+++ TEXT +++
While Confessions records Augustine’s extraordinary life and spiritual pilgrimage, the book also captures the human soul’s search for God. Even in reading Augustine’s autobiography, people often feel that they are reading about themselves (i.e., their own search for God). Confessions certainly stands as one of the greatest Christian books ever written.

The City of God (De Civitate Dei

Written over a 13-year period, The City of God (the title of which is taken from Psalm 87:3) stands as Augustine’s magnum opus. It is certainly his longest (about 1,500 pages) and most comprehensive work. Some scholars consider it his most significant contribution to Western thought. In this book, Augustine lays new foundations in the fields of Christian apologetics and the analysis of Christian history.1

The City of God can be divided into two major parts. The first part consists of Augustine’s refutation of the charge made by some Roman citizens that Christianity was responsible for the decline and subsequent fall of the Roman Empire. In the second part, Augustine develops his own tale of two cities: “the City of God” and “the City of Man.” The City of God, represented as “Jerusalem,” has a divine origin and a heavenly or eternal destiny. The City of Man, represented as “Babylon,” has a human origin and an earthly or temporal destiny. For Augustine, human affairs, like all things, are under the control of the sovereign and providential plan of an almighty God. In this work, Augustine provides the Western world with its first philosophy of history, presenting and defending a distinctly Christian linear view of history.
+++ DATA SHOWN +++
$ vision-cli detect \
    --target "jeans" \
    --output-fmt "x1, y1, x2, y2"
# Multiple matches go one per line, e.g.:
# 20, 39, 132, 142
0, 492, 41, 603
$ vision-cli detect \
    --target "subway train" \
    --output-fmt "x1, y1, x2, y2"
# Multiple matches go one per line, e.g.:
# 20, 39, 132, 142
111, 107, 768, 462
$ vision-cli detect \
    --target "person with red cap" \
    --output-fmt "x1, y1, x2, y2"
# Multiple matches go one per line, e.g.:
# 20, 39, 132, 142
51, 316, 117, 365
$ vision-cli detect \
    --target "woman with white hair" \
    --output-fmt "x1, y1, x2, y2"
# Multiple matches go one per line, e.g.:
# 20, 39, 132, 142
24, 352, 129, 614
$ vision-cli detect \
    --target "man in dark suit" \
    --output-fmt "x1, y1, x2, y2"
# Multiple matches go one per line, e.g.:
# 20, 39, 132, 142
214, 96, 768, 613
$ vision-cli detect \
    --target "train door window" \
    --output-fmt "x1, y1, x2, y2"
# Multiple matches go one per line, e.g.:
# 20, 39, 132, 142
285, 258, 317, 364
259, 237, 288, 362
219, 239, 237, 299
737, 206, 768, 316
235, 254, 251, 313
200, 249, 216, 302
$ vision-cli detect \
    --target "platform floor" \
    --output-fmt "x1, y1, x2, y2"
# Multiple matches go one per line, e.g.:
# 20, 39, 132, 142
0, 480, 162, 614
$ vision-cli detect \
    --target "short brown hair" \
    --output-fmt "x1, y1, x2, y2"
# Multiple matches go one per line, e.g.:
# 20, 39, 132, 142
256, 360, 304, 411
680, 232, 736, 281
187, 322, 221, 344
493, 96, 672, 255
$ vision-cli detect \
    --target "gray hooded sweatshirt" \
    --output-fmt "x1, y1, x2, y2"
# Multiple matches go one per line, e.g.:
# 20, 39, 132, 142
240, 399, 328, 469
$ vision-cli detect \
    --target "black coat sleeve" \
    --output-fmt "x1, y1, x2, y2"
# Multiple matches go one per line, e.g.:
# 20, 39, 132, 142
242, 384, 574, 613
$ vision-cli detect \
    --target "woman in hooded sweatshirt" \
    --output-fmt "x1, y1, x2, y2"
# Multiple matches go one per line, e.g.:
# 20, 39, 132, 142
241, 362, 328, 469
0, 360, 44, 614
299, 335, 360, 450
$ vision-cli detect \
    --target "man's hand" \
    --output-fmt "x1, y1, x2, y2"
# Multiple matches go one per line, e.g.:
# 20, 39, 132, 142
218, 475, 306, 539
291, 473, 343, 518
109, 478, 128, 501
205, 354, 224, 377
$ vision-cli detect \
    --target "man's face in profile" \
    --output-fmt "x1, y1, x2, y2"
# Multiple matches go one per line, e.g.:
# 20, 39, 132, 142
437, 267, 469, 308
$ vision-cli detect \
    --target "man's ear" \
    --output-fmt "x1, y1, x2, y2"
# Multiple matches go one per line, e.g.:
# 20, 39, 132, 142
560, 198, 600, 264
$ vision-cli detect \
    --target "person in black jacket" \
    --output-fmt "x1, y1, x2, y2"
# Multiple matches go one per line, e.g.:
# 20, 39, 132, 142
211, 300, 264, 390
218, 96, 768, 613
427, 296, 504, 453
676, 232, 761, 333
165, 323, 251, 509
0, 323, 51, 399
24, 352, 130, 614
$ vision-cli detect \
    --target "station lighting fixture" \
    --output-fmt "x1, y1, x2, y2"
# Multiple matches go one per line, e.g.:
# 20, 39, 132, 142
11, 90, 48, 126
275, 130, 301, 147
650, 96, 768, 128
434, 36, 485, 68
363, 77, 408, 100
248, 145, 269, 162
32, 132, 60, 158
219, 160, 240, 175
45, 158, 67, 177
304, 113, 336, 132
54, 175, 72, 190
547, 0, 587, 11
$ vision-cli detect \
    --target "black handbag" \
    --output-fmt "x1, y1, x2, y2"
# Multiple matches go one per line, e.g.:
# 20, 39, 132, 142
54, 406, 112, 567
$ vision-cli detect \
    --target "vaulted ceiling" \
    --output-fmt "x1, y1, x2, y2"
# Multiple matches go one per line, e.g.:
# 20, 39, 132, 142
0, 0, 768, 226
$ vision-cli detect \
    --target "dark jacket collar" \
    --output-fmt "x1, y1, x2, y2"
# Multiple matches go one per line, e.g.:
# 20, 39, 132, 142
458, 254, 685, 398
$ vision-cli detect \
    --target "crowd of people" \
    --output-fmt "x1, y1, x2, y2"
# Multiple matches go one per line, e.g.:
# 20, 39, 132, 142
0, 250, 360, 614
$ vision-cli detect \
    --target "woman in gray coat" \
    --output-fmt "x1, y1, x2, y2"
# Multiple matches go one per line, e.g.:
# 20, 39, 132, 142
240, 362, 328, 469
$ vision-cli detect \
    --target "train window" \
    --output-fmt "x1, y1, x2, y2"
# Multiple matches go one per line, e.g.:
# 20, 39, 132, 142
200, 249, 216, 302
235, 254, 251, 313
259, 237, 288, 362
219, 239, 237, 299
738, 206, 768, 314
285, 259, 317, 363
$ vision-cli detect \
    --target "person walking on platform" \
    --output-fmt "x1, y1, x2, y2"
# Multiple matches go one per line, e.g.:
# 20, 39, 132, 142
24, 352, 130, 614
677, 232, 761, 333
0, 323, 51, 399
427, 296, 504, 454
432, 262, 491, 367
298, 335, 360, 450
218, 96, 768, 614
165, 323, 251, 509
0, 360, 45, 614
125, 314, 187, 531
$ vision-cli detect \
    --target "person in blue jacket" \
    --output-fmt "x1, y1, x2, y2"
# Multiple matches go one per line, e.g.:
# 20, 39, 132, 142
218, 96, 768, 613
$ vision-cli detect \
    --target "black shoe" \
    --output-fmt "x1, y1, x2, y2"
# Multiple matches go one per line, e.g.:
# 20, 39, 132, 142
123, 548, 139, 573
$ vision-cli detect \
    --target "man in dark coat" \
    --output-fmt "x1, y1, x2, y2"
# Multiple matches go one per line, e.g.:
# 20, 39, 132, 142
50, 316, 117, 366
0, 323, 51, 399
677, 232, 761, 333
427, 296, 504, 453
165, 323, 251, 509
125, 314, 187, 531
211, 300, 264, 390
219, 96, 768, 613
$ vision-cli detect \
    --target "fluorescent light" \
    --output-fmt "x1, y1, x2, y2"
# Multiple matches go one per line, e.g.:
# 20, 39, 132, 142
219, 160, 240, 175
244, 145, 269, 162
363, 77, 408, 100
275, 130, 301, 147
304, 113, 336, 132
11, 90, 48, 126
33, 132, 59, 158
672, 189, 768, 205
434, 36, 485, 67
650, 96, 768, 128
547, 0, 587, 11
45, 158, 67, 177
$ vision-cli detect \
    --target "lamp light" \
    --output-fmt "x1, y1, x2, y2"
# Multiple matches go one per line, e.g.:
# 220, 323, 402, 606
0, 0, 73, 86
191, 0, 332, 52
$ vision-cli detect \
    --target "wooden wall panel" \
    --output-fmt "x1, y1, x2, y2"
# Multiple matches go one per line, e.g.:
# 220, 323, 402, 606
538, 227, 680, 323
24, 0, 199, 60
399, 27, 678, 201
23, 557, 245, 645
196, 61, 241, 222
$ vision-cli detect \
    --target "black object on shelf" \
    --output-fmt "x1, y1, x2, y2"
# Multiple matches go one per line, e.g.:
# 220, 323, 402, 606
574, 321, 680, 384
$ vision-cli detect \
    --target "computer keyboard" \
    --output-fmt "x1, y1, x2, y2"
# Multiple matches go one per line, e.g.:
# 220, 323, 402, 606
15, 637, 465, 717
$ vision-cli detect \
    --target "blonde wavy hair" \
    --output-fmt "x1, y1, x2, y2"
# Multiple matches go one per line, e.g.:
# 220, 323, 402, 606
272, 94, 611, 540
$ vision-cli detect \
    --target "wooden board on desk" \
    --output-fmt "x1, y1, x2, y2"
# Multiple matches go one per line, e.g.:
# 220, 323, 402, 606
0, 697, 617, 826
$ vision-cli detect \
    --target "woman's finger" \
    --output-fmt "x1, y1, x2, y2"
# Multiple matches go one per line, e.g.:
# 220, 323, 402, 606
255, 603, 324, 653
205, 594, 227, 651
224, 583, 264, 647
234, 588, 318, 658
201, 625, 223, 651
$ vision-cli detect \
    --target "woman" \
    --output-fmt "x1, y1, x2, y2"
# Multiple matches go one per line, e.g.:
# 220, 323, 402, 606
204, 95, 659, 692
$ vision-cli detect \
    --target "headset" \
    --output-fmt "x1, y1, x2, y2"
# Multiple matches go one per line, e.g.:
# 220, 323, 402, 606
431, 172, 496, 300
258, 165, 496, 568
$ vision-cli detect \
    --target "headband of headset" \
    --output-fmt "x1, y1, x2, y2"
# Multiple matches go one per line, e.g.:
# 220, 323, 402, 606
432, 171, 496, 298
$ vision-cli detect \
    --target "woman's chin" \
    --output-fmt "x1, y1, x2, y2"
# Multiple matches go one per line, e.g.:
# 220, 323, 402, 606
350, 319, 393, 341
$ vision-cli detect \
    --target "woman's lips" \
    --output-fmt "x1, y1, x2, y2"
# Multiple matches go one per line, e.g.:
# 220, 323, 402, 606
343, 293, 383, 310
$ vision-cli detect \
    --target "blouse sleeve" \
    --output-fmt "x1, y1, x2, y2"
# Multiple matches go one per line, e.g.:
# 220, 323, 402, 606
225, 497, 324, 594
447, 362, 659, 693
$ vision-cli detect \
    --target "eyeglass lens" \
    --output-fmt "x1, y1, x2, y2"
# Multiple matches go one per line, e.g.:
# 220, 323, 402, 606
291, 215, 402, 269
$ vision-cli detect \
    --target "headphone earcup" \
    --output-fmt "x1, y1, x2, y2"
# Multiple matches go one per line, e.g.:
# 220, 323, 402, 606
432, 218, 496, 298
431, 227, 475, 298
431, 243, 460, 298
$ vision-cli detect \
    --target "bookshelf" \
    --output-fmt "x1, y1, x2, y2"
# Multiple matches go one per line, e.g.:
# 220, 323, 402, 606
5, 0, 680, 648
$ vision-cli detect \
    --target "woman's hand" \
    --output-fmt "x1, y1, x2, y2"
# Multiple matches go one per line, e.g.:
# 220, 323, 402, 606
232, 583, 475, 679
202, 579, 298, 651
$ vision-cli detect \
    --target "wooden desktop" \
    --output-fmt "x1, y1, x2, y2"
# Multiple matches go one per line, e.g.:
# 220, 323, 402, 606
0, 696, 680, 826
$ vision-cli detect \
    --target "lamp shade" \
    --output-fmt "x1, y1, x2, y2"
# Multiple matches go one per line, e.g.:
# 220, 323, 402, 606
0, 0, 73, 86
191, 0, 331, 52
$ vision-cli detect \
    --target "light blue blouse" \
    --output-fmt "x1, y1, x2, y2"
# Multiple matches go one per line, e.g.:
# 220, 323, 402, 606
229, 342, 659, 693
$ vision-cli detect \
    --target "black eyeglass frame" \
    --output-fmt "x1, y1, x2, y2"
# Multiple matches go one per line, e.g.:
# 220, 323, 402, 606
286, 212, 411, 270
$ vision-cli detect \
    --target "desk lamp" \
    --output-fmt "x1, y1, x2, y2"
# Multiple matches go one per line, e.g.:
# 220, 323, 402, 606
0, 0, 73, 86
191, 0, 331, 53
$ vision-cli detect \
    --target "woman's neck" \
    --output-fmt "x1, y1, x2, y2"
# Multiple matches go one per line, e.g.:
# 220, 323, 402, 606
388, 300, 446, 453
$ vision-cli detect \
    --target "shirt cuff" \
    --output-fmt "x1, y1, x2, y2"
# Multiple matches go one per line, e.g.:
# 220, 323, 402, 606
+++
▸ **TASK PROMPT**: Write out the passage on Augustine's writings above, starting with "The City of God can" and going on through "view of history.".

▸ **WRITTEN RESPONSE**:
The City of God can be divided into two major parts. The first part consists of Augustine’s refutation of the charge made by some Roman citizens that Christianity was responsible for the decline and subsequent fall of the Roman Empire. In the second part, Augustine develops his own tale of two cities: “the City of God” and “the City of Man.” The City of God, represented as “Jerusalem,” has a divine origin and a heavenly or eternal destiny. The City of Man, represented as “Babylon,” has a human origin and an earthly or temporal destiny. For Augustine, human affairs, like all things, are under the control of the sovereign and providential plan of an almighty God. In this work, Augustine provides the Western world with its first philosophy of history, presenting and defending a distinctly Christian linear view of history.